» **EXCERPTED TEXT**:
If you want to produce a multiple sequence alignment for each pham, the phammseqs program can accomplish this using 
a local copy of the program `clustalo` - simply use the `-a`/`--align-phams` argument:

    phammseqs my_genes.faa -o ~/Desktop/phammseqs_results -a -v

The `-v` argument will make the program print progress messages to the console as it runs, for example:

    Parsing protein sequences from input files...
    Found 404954 translations in 1 file(s)...
    Creating MMseqs2 database...
    Performing sequence-sequence clustering...
    Parsing sequence-sequence phams...
    Building profiles from sequence-sequence phams...
    Extracting consensus sequences from profiles...
    Performing profile-consensus clustering...
    Parsing profile-consensus phams...
    Found 27358 phamilies in dataset...
    Computing phamily alignments with Clustal Omega...

» **TASKS TO CARRY OUT**:
a - Answer these questions using the phammseqs excerpt:
(i) Which argument makes the program align each pham?
(ii) What local program does phammseqs use to produce the alignments?
(iii) How many phamilies does the sample progress output report finding?
b - Please reproduce the phammseqs excerpt word for word, from "Performing sequence-sequence clustering..." up to and including "phamilies in dataset...".

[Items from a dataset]
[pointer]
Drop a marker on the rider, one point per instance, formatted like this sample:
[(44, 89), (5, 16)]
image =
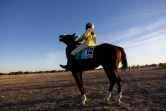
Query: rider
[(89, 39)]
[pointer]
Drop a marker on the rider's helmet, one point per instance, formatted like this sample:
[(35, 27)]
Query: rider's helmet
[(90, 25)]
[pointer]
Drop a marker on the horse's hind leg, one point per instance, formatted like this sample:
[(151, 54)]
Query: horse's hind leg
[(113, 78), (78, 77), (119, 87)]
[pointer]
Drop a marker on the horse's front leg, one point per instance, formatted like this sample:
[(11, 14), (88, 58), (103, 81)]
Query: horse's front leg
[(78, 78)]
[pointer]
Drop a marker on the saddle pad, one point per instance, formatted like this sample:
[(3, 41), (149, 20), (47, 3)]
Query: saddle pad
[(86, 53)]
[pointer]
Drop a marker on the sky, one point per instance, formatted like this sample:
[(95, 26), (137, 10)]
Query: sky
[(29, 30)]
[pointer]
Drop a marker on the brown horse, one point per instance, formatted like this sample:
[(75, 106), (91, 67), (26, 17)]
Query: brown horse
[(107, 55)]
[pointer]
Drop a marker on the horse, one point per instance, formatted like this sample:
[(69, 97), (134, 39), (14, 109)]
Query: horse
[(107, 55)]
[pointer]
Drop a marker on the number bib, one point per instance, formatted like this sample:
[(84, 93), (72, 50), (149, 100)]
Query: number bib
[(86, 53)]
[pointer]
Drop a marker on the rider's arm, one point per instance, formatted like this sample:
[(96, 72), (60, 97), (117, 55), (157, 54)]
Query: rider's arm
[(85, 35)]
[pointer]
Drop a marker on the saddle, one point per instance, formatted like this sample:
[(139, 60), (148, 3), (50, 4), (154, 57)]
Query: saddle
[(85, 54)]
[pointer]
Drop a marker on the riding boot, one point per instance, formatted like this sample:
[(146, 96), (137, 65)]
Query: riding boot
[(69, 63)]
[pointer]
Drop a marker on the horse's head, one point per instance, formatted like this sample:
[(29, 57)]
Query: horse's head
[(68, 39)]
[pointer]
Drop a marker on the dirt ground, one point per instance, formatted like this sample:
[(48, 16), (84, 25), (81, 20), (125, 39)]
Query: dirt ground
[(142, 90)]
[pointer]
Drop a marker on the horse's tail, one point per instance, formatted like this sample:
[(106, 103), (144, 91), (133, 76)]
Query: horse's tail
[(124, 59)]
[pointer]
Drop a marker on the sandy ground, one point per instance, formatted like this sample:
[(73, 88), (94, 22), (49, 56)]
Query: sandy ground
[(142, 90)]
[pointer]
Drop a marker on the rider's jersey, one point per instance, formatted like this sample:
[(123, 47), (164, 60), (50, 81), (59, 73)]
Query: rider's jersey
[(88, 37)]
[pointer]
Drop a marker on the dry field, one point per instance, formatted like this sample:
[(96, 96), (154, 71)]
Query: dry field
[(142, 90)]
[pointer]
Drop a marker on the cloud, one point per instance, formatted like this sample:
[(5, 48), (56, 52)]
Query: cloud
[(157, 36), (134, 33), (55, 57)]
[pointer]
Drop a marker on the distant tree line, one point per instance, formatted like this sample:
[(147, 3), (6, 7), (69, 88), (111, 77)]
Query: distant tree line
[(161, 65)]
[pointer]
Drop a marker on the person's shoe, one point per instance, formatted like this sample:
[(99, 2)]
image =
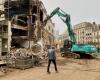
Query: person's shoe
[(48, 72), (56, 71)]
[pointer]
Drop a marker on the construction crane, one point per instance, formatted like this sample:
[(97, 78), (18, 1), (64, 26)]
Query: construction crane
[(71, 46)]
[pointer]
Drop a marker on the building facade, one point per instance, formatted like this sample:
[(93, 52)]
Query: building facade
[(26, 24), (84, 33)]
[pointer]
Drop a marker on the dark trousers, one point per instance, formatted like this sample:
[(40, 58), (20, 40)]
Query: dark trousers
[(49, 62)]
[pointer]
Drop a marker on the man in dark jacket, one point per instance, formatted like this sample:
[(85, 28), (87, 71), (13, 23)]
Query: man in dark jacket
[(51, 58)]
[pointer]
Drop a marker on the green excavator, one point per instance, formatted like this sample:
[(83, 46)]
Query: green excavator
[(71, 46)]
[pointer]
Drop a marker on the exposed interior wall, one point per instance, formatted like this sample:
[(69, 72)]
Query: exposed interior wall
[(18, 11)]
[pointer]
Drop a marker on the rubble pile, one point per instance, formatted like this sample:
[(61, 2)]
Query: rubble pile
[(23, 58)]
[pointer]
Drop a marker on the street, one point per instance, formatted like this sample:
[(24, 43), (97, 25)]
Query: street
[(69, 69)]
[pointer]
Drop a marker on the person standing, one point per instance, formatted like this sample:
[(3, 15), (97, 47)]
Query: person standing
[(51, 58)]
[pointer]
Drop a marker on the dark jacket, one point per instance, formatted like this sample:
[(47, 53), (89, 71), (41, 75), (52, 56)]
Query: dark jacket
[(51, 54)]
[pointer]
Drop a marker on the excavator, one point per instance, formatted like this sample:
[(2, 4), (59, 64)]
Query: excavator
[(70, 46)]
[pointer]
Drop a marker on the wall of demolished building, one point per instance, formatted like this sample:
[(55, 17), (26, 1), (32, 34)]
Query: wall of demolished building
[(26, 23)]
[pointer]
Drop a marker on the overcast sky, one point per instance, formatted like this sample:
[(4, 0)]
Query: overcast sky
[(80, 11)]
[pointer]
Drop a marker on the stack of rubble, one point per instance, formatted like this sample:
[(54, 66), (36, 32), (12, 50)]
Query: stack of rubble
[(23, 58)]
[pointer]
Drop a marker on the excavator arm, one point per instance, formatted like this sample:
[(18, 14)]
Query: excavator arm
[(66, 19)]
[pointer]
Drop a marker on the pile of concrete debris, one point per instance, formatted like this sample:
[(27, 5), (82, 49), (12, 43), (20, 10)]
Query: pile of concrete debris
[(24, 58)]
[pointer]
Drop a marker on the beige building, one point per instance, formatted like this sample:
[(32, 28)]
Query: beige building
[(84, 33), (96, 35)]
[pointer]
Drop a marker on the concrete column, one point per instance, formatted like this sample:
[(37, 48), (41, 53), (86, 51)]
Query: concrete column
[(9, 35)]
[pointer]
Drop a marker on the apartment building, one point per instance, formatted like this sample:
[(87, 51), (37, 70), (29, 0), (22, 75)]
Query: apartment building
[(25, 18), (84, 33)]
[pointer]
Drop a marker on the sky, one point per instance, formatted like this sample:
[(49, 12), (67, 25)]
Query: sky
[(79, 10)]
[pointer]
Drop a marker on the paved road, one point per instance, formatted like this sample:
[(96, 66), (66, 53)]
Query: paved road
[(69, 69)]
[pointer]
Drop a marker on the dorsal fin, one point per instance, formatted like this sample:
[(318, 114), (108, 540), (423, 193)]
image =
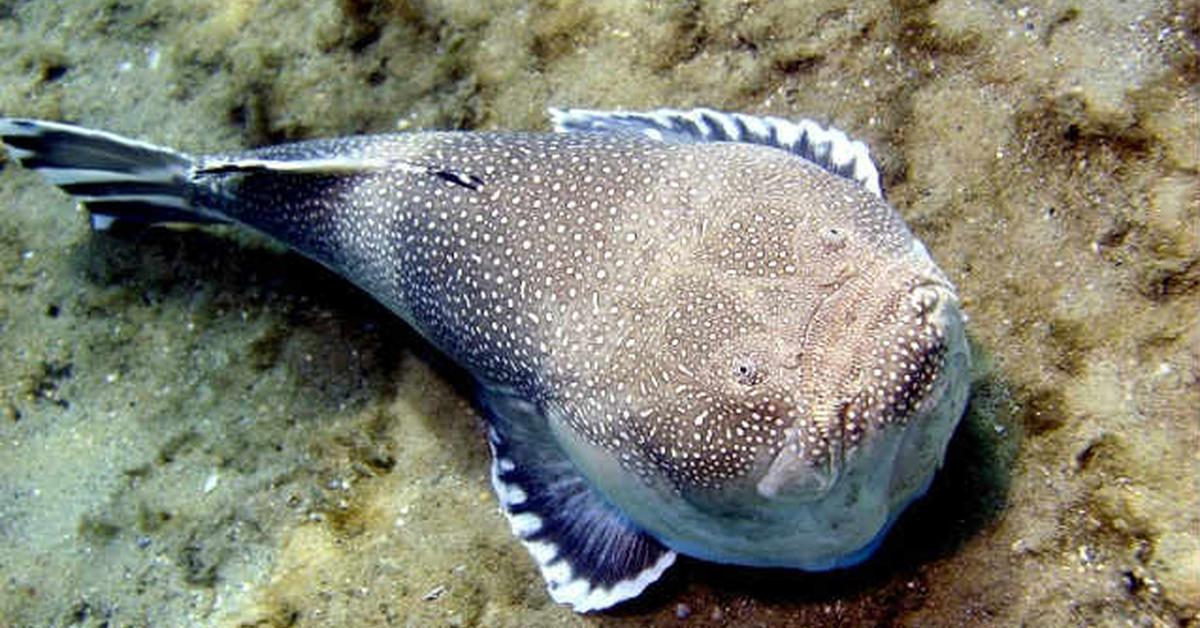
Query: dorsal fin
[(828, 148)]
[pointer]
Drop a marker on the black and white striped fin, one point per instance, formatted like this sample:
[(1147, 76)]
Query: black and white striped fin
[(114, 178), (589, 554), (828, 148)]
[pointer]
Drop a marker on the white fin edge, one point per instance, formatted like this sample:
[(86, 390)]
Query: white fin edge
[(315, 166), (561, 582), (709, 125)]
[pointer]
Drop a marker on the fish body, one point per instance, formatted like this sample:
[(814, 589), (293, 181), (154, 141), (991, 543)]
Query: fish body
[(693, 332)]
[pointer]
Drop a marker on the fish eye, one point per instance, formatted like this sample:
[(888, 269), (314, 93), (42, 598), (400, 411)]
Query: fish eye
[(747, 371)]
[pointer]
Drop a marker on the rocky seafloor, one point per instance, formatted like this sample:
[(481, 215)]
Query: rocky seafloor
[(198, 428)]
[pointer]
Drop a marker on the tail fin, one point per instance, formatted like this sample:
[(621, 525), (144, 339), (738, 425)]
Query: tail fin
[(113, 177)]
--
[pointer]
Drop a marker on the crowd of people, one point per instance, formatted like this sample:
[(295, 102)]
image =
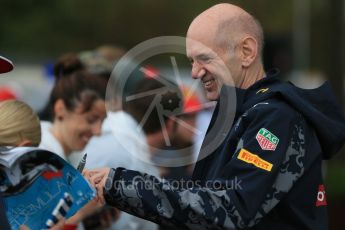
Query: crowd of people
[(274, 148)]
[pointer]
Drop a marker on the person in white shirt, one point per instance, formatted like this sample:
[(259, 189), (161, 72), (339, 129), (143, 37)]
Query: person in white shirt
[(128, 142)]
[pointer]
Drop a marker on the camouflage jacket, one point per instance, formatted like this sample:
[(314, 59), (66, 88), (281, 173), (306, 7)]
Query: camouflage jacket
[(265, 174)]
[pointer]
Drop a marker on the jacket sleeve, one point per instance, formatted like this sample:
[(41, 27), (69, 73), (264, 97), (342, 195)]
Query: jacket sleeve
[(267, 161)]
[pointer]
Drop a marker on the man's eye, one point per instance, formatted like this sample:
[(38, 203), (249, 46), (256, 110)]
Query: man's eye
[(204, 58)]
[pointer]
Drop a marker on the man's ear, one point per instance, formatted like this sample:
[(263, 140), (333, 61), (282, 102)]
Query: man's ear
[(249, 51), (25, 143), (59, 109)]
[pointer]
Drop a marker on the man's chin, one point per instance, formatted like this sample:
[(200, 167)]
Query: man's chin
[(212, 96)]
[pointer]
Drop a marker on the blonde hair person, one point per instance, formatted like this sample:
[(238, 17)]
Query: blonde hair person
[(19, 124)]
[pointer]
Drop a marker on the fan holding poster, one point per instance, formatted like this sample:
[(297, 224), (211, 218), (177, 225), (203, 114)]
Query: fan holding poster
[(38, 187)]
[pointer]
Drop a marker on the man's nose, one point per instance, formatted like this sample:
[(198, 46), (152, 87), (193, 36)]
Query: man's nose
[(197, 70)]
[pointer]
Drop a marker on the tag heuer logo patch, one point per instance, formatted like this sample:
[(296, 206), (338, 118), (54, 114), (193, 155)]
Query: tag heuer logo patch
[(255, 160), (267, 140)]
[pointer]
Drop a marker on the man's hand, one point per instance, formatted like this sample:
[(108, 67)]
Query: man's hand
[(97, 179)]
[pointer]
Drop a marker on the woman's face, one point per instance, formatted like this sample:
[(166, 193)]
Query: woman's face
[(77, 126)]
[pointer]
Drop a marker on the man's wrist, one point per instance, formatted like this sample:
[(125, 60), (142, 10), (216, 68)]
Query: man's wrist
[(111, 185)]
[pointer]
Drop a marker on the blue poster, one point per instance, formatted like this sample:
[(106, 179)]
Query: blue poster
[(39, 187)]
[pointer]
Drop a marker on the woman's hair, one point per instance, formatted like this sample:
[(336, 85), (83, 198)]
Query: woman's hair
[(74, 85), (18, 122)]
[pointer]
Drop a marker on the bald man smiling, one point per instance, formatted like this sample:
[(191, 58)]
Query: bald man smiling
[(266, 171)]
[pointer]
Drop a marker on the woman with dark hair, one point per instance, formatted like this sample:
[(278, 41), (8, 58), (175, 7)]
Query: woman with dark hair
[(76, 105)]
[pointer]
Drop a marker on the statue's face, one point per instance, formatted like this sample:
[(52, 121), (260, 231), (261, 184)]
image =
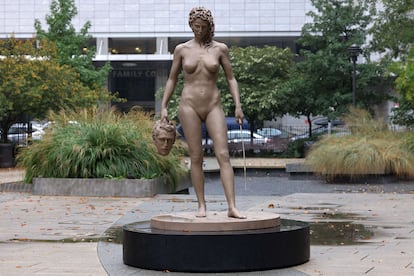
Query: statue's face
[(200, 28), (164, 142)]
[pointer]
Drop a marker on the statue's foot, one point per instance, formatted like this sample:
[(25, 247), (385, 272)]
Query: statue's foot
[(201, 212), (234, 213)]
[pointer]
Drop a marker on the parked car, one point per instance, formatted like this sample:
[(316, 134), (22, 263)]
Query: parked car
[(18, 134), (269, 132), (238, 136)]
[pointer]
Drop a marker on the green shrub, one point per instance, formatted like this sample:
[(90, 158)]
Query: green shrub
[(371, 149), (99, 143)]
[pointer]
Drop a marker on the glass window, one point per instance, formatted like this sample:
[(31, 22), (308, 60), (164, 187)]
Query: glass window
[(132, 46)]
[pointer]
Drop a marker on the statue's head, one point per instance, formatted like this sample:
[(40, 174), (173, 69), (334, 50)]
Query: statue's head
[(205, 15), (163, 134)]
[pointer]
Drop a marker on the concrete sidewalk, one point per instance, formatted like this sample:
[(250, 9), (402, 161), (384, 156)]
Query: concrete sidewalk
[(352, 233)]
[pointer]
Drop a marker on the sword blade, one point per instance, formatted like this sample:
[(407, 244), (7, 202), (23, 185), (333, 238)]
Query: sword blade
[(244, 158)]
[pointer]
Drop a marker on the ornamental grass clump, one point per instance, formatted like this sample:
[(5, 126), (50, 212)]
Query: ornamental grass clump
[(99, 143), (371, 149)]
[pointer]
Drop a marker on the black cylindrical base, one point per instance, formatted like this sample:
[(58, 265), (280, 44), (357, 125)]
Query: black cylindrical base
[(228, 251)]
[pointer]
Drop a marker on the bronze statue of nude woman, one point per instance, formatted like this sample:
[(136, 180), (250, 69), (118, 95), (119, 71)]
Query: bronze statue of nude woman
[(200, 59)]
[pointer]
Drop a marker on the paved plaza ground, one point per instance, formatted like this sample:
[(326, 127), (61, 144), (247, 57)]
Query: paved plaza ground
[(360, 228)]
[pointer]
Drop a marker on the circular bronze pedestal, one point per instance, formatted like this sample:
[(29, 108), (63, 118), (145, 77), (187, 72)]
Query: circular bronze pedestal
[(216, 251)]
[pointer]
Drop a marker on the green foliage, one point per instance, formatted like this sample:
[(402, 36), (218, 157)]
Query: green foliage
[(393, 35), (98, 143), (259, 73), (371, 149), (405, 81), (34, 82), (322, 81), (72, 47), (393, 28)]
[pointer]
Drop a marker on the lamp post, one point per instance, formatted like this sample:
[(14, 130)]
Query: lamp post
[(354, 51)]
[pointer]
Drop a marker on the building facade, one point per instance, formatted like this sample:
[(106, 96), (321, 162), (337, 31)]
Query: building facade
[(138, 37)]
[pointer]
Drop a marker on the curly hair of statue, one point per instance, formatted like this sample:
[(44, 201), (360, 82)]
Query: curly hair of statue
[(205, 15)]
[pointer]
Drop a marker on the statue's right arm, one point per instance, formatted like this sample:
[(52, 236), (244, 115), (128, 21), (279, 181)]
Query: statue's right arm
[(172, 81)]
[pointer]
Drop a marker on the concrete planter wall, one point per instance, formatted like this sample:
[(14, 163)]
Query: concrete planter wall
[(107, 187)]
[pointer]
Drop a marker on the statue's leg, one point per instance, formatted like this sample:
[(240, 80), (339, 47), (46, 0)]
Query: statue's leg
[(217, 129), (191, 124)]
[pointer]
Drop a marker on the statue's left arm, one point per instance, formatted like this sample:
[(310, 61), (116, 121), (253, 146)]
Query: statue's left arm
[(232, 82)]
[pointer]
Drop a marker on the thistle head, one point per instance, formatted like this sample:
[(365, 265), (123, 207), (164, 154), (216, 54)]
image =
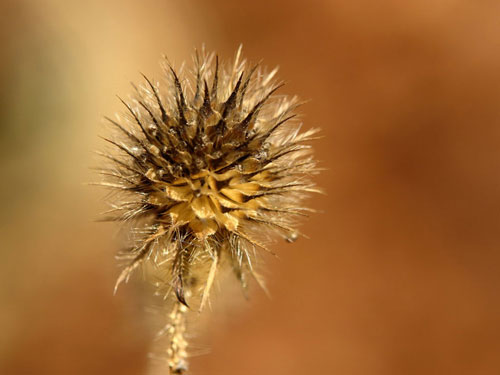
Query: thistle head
---
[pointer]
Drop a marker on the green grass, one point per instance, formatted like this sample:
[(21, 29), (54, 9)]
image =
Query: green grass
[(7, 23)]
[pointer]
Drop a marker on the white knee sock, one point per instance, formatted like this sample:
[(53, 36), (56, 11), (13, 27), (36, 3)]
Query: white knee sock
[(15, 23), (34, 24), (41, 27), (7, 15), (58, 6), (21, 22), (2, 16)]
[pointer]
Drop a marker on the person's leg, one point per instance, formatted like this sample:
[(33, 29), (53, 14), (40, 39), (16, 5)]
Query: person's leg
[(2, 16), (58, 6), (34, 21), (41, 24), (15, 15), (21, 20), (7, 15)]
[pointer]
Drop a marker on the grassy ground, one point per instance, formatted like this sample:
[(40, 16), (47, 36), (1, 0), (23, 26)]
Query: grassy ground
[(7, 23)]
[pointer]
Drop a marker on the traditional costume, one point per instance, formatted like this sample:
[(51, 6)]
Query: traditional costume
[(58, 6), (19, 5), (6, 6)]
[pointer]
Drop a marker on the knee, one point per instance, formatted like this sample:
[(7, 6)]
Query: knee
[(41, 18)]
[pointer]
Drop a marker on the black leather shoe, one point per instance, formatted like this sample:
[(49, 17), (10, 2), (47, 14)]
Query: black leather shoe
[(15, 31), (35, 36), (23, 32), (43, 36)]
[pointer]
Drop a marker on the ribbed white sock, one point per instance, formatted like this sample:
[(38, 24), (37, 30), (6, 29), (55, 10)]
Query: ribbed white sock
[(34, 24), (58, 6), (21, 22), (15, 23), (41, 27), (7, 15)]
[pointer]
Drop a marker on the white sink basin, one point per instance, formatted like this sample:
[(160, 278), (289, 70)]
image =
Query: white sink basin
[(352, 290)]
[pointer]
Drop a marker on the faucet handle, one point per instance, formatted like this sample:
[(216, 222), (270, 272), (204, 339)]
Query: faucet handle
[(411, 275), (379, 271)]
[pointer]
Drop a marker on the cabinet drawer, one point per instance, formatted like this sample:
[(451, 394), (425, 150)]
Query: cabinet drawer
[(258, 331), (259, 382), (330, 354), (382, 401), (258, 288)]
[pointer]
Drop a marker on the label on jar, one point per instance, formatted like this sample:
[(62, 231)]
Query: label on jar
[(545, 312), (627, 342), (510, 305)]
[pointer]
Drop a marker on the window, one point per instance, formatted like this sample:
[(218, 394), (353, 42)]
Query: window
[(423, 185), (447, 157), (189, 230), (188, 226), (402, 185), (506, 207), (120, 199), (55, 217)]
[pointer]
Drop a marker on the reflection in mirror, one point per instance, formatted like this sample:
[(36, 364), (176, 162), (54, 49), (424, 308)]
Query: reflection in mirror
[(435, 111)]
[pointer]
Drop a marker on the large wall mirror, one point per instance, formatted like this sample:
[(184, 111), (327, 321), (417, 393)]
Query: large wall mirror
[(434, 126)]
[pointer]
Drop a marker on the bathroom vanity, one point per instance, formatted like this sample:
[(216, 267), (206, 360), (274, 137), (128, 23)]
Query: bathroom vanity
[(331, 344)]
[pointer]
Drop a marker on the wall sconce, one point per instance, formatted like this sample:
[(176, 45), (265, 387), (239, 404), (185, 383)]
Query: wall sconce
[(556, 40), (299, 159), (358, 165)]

» **SOLUTION LIST**:
a -
(i) `-a`/`--align-phams`
(ii) `clustalo`
(iii) 27358

b -
Performing sequence-sequence clustering...
    Parsing sequence-sequence phams...
    Building profiles from sequence-sequence phams...
    Extracting consensus sequences from profiles...
    Performing profile-consensus clustering...
    Parsing profile-consensus phams...
    Found 27358 phamilies in dataset...